Women’s bantamweight champion fighter Amanda Nunes silents the crowd after a quick stoppage over Ronda Rousey during their UFC 207 fight at the T-Mobile Arena on Friday, Dec. 30, 2016. L.E. Baskow.

Sat, Dec 31, 2016 (2 a.m.)

UFC 207 Fight Night

Women's bantamweight champion fighter Amanda Nunes continues to celebrate her quick win over Ronda Rousey in the octagon following their UFC 207 fight at the T-Mobile Arena on Friday, Dec. 30, 2016.  L.E. Baskow. Launch slideshow »

From the first punch Amanda Nunes threw, the sound in Ronda Rousey’s corner was panic.

The cries of desperation from Rousey’s head coach, Edmond Tarverdyan, cut through the clamor of a local record 18,533 fans Friday night at T-Mobile Arena as the UFC 207 main event began. He implored Rousey to do something, to do anything to defend herself.

“Head movement,” Tarverdyan screeched. “Hands up. Move, move, please!”

Rousey didn’t do any of it, resigning herself to a knockout loss 48 seconds into the women’s bantamweight championship bout. That’s at least partly because she was so conditioned to never have to do any of it.

Rousey reached such heights in the UFC, where an adoring sold-out arena of fans showed up despite her going into hiding for 13 months after suffering her first loss, because she was so far above her competition. She stopped her first 12 opponents in mixed martial arts virtually without suffering a scratch almost solely based on her Olympic-level athleticism and judo game.

In the early days of female MMA’s rise as a major sport, that dominance in one area was enough. It was enough that the UFC broke its long-held insistence that women would never fight in its octagon because of Rousey, and Rousey alone.

UFC President Dana White made it no secret, saying at the time of introducing female fights in early 2013 that the promotion could eventually build up a division that would produce viable challengers for Rousey.

In other words, opponents would catch up. What wasn’t in the plans was that they would not only catch up, but also sprint past and lap Rousey.

And in Amanda Nunes’ case, twirl the figurative baton on the way by as a taunt.

“That’s it for her,” Nunes said after the victory. “I know she’s going to retire. She can’t take it anymore. If she wants a rematch, I will do the same thing. She can’t take my punches.”

Nunes need not worry; there will be no talk of a rematch. This won’t be like when Rousey lost to Holly Holm via second-round knockout at UFC 193 last November.

That was easy to write off a one-time setback, the inevitable loss that every great in the history of MMA is forced to fight their way back from. But Rousey repeated her same mistakes against Nunes, only committing them more egregiously to confirm that the sport has moved beyond her.

When she tried to shield herself with family members as she rushed out the venue crying, there was no air of shock like there was in Melbourne, Australia after the Holm fight. There was only a feel of finality.

- Detection annotation records -
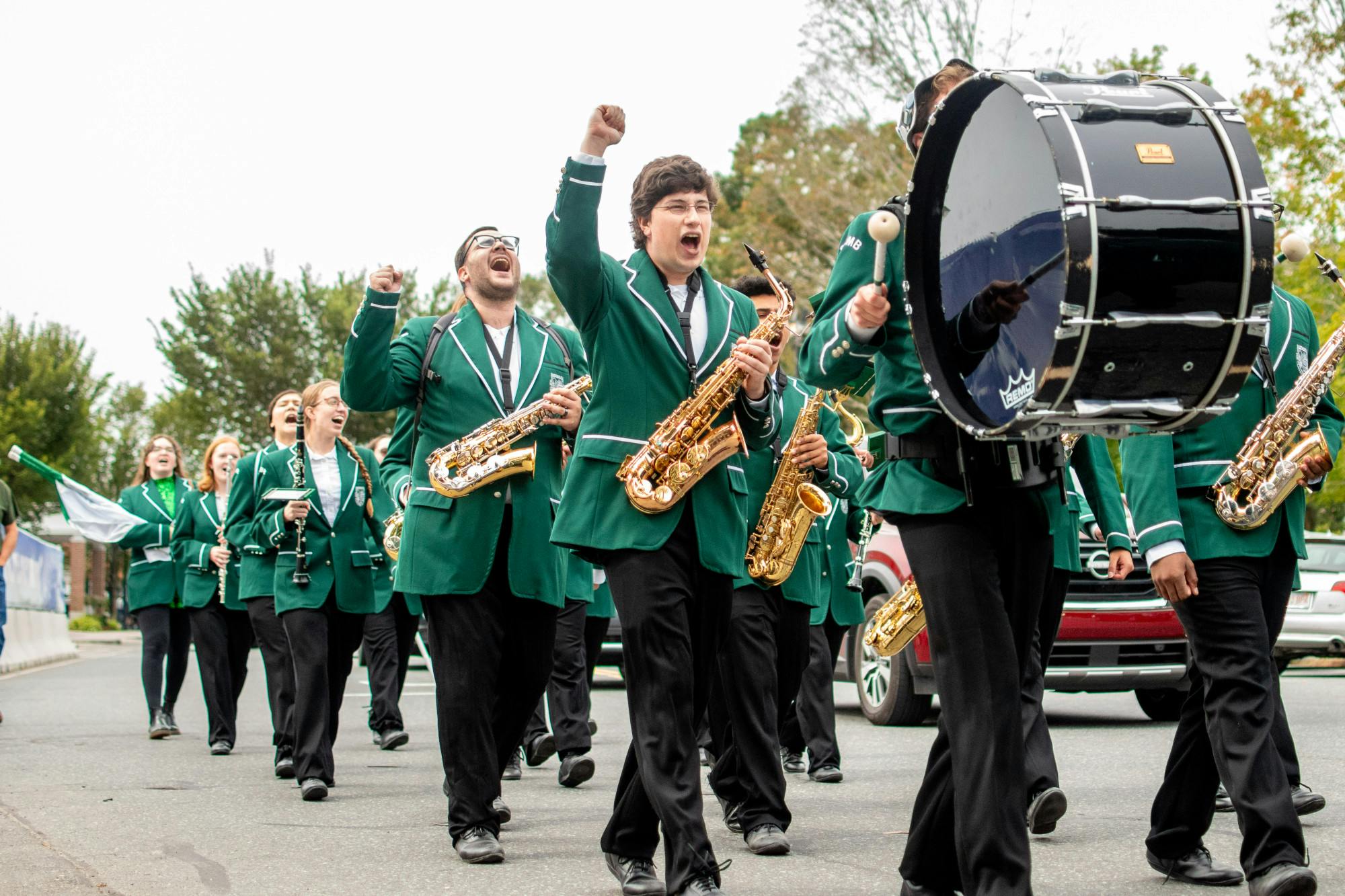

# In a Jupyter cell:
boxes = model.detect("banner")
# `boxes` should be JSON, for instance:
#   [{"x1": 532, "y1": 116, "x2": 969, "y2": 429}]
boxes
[{"x1": 4, "y1": 528, "x2": 66, "y2": 618}]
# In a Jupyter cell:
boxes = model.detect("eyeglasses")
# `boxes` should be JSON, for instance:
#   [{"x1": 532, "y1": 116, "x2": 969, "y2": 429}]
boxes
[
  {"x1": 472, "y1": 233, "x2": 518, "y2": 253},
  {"x1": 654, "y1": 199, "x2": 714, "y2": 218}
]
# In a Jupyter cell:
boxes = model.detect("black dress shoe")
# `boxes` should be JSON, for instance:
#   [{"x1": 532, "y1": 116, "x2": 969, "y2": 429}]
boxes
[
  {"x1": 149, "y1": 709, "x2": 172, "y2": 740},
  {"x1": 1247, "y1": 862, "x2": 1317, "y2": 896},
  {"x1": 523, "y1": 733, "x2": 555, "y2": 768},
  {"x1": 453, "y1": 827, "x2": 504, "y2": 865},
  {"x1": 1028, "y1": 787, "x2": 1069, "y2": 834},
  {"x1": 299, "y1": 778, "x2": 327, "y2": 803},
  {"x1": 672, "y1": 877, "x2": 724, "y2": 896},
  {"x1": 603, "y1": 853, "x2": 667, "y2": 896},
  {"x1": 1145, "y1": 848, "x2": 1243, "y2": 887},
  {"x1": 378, "y1": 728, "x2": 412, "y2": 749},
  {"x1": 555, "y1": 756, "x2": 594, "y2": 787},
  {"x1": 808, "y1": 766, "x2": 845, "y2": 784},
  {"x1": 1289, "y1": 784, "x2": 1326, "y2": 815},
  {"x1": 742, "y1": 825, "x2": 790, "y2": 856}
]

- TASK BRIEF -
Carry the article about Amanda Nunes's UFC 207 win over Ronda Rousey forward from its last sentence. The rows have no role in this work.

- EXPECTED ANSWER -
“She’s devastated,” White, who spent time with her backstage before she snuck away out of sight from any media, said on the Fox Sports 1 post-show. “She’s a competitor. She’s upset, but I think it’ll be better than the Holly Holm fight.”

Holm was the first sign of the changing landscape of women’s MMA. A championship-level boxer, she decided to start training in MMA more seriously right as Rousey was making it more valuable to do so.

She trained with one of the most decorated teams in the sport, led by coaches Greg Jackson and Mike Winkeljohn in her native Albuquerque, N.M., to supplement her expertise in one area with world-class direction in all the others. That’s something Rousey would never do.

She stayed with her original team and refused to consider looking elsewhere, even as her own mother pleaded for better coaching. In some ways, it was hard to blame her.

Rousey was so much better than everyone else for so long that changing anything may have felt unnecessary. But everyone around her was improving while she was stuck in the status quo.

Nunes was an unspectacular up-and-coming fighter with two losses when Rousey first beat Miesha Tate to win the Strikeforce women’s bantamweight championship and make women’s MMA a potentially lucrative career. Watching Rousey’s notoriety increase gave Nunes something to strive for.

She began thinking of Rousey obsessively, training her judo defense as much as her primary disciplines of Muay Thai and Brazilian jiu-jitsu. The initial thought might have been that it would take a generation to get to a new stage of evolution in women's MMA.

But less than four years after the UFC added it, there are now a whole host of fighters like Nunes who diversified their games and reached an elite level while eyeing Rousey.

“Now the division is getting interesting — new everything,” Nunes said. “Now everyone can stop talking about Ronda Rousey (and) Miesha because we have a lot of other talent in the division, and people can see that.”

The UFC helped put the target Rousey always welcomed on her back. The problem was it was supposed to be a moving target.

Rousey was supposed to progress at the same rate as those gunning for her. She never did, and there was nothing her team could do about it against Nunes.

She was too easy to hit.

Case Keefer can be reached at 702-948-2790 or [email protected]. Follow Case on Twitter at twitter.com/casekeefer.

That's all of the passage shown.